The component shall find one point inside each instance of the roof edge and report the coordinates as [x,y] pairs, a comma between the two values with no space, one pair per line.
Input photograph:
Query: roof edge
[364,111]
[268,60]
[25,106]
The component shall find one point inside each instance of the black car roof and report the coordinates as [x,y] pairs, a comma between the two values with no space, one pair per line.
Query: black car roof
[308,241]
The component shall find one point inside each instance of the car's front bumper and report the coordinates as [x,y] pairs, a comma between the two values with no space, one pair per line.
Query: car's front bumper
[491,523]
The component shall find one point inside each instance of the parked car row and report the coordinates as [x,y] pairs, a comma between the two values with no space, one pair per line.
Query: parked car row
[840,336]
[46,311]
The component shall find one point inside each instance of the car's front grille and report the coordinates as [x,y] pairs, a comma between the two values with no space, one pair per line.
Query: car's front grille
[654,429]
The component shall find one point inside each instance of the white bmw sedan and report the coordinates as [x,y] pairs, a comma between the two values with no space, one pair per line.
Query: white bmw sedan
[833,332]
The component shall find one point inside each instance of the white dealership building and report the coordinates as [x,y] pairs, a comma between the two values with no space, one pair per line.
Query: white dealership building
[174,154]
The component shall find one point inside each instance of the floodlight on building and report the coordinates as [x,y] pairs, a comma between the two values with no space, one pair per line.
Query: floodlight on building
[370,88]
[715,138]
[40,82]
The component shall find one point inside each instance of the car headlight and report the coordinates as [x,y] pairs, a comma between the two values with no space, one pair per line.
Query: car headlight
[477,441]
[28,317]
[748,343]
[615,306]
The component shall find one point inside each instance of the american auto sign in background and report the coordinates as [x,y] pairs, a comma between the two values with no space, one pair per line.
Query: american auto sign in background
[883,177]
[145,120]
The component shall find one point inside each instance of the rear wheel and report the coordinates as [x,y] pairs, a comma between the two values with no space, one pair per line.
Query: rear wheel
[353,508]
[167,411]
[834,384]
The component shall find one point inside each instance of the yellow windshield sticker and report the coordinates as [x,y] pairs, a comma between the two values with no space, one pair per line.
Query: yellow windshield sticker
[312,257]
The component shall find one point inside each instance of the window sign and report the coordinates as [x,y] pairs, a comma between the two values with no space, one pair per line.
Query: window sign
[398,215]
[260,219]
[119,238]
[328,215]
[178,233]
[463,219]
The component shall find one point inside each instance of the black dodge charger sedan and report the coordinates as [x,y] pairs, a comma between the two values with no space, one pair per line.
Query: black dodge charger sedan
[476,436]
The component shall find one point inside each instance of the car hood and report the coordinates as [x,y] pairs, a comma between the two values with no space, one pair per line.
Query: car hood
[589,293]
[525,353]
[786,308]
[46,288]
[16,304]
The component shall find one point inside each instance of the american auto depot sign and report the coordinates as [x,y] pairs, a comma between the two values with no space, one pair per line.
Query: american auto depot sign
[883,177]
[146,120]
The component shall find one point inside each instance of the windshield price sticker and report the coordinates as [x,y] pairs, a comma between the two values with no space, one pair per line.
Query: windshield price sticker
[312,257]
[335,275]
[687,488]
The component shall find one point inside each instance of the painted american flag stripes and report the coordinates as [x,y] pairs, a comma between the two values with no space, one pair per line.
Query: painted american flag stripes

------

• _TASK_
Find all lines in the records that hold the word "stripes". Copy them.

• _THE COMPLETED TASK_
The component shall find one point inside each instance of the painted american flag stripes and report the coordinates as [x,y] pairs, a comma between the two values with no space, one pair per line.
Query: painted american flag stripes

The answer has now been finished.